THE INPUT:
================================

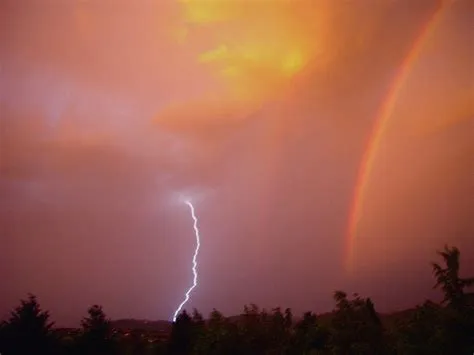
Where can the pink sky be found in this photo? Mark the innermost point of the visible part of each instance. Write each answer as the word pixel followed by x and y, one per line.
pixel 107 112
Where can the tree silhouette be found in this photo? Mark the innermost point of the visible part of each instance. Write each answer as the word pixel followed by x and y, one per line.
pixel 448 279
pixel 97 333
pixel 458 317
pixel 356 327
pixel 28 331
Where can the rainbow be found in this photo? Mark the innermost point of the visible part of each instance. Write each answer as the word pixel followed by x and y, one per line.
pixel 381 122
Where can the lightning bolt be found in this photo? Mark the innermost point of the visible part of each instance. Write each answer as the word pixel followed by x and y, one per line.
pixel 194 268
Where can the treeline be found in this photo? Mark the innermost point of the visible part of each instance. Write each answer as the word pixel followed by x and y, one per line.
pixel 354 327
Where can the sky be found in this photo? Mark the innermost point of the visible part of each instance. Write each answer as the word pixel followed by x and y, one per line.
pixel 261 112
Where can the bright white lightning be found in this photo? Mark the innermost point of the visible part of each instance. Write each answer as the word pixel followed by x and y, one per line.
pixel 194 268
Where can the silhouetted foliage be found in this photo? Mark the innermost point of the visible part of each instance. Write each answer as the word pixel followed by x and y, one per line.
pixel 28 331
pixel 354 327
pixel 97 333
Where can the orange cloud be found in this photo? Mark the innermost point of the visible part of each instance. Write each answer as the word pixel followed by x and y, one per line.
pixel 254 47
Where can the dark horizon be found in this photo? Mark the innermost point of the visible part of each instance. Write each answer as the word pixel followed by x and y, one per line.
pixel 325 146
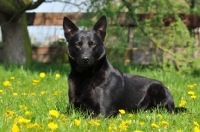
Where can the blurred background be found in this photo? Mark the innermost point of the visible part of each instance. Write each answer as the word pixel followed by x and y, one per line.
pixel 153 32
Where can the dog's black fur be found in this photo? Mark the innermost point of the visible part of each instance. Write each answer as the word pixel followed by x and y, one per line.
pixel 95 85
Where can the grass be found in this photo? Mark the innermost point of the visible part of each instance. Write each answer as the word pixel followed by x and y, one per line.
pixel 35 99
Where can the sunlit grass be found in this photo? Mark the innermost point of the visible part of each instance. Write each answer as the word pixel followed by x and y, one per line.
pixel 36 99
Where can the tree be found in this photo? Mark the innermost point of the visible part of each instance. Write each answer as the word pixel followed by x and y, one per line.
pixel 165 39
pixel 16 42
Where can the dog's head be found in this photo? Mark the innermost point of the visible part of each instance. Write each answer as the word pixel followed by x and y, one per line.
pixel 85 46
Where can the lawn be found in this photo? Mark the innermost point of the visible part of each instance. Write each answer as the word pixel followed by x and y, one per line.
pixel 35 99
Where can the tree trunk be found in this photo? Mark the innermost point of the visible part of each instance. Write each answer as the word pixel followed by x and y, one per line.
pixel 17 46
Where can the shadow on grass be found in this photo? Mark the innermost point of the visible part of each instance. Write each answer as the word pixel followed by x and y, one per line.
pixel 61 68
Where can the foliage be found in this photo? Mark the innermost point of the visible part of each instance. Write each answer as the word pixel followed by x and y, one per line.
pixel 175 42
pixel 35 99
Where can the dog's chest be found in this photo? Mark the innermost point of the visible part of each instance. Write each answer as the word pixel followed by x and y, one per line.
pixel 84 92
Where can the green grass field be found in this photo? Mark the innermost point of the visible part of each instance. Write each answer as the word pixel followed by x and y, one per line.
pixel 36 99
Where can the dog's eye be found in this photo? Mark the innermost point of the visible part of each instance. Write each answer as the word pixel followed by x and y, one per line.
pixel 77 45
pixel 92 45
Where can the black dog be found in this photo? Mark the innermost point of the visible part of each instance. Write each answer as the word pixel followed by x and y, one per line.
pixel 95 85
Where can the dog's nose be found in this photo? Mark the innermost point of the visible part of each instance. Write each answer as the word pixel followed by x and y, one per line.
pixel 85 59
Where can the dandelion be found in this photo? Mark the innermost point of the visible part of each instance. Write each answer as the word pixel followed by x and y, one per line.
pixel 110 128
pixel 15 128
pixel 42 74
pixel 12 78
pixel 121 111
pixel 191 85
pixel 33 94
pixel 23 107
pixel 43 92
pixel 196 129
pixel 9 114
pixel 32 125
pixel 63 118
pixel 137 131
pixel 15 94
pixel 54 113
pixel 6 83
pixel 52 126
pixel 141 123
pixel 77 122
pixel 57 75
pixel 164 123
pixel 1 91
pixel 95 122
pixel 130 115
pixel 154 125
pixel 27 113
pixel 182 103
pixel 25 94
pixel 160 116
pixel 123 126
pixel 35 82
pixel 196 123
pixel 191 93
pixel 55 93
pixel 21 120
pixel 193 97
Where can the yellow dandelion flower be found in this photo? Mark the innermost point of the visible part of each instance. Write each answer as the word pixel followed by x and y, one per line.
pixel 141 123
pixel 196 129
pixel 27 113
pixel 63 117
pixel 6 83
pixel 193 97
pixel 164 123
pixel 121 111
pixel 138 131
pixel 160 116
pixel 42 74
pixel 57 75
pixel 110 128
pixel 123 126
pixel 15 94
pixel 25 94
pixel 33 94
pixel 191 93
pixel 12 78
pixel 15 128
pixel 182 103
pixel 196 124
pixel 55 93
pixel 21 120
pixel 95 122
pixel 1 91
pixel 52 126
pixel 77 122
pixel 23 107
pixel 43 92
pixel 190 85
pixel 9 114
pixel 130 115
pixel 154 125
pixel 54 113
pixel 32 125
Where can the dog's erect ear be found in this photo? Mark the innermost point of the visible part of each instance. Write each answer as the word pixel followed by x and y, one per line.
pixel 69 28
pixel 100 27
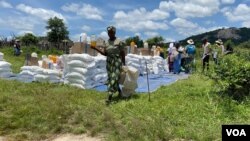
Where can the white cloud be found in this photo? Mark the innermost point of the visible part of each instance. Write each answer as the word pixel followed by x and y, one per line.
pixel 39 12
pixel 191 8
pixel 227 1
pixel 182 23
pixel 151 34
pixel 120 6
pixel 240 14
pixel 24 32
pixel 24 23
pixel 5 4
pixel 86 28
pixel 138 34
pixel 141 20
pixel 104 35
pixel 170 40
pixel 246 24
pixel 187 28
pixel 85 10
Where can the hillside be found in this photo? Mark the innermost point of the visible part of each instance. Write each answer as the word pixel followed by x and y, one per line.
pixel 236 35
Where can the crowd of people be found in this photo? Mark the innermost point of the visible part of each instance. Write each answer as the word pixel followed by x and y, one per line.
pixel 183 58
pixel 180 58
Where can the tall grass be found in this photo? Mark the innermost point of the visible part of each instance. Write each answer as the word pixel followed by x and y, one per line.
pixel 186 110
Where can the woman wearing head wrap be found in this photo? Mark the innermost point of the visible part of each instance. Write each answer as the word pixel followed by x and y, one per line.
pixel 114 50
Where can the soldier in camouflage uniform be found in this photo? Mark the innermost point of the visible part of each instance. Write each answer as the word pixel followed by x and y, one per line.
pixel 114 50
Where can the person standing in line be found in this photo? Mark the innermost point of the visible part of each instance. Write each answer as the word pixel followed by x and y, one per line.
pixel 170 57
pixel 190 51
pixel 17 48
pixel 206 54
pixel 114 50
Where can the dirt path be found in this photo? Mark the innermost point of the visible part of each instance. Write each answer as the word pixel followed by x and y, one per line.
pixel 66 137
pixel 71 137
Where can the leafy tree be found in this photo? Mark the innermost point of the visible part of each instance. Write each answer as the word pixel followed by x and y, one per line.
pixel 158 40
pixel 29 38
pixel 57 30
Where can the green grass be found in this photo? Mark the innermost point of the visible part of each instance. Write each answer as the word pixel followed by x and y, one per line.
pixel 188 110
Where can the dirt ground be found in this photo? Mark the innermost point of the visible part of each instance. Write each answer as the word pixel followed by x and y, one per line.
pixel 66 137
pixel 71 137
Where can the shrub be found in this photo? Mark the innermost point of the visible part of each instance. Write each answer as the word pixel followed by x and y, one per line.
pixel 232 76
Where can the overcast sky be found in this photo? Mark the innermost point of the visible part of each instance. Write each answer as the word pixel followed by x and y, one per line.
pixel 172 19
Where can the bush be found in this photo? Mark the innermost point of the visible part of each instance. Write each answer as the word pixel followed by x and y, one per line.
pixel 232 76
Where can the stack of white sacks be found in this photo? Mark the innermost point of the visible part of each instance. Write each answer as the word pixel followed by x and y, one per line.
pixel 78 70
pixel 155 64
pixel 5 70
pixel 38 74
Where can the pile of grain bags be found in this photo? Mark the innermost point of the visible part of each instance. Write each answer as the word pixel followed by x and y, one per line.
pixel 47 75
pixel 78 70
pixel 155 65
pixel 5 68
pixel 38 74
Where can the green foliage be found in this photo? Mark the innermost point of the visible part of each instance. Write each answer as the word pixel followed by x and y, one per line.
pixel 232 77
pixel 57 30
pixel 186 110
pixel 29 39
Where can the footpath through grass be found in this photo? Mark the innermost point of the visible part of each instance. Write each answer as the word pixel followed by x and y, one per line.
pixel 185 110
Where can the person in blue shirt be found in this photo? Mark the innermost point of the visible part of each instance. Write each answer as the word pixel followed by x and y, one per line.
pixel 190 51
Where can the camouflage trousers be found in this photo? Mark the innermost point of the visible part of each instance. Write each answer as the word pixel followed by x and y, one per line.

================================

GOAL:
Return the data above from the line with "Where can the green grass field" up to and including the line with "pixel 85 59", copied verbatim and with nothing else.

RESPONSE TO THE TASK:
Where can the green grass field be found in this photo? Mark the innermost point of the visible part of each instance. Write each answer as the word pixel followed by x and y, one per line.
pixel 36 99
Where can the dog's eye be found in this photo? Mark the innermost point of the visible part of each instance. Write each answer as the word pixel followed by x and y, one per line.
pixel 77 45
pixel 92 45
Where can the black dog be found in this photo? Mark the innermost point of the visible part of each instance. Write each answer as the word pixel followed by x and y, one per line.
pixel 95 85
Where can the dog's nose be found in this photo? Mark the innermost point of the visible part of each instance. Write each answer as the word pixel followed by x and y, one per line.
pixel 85 59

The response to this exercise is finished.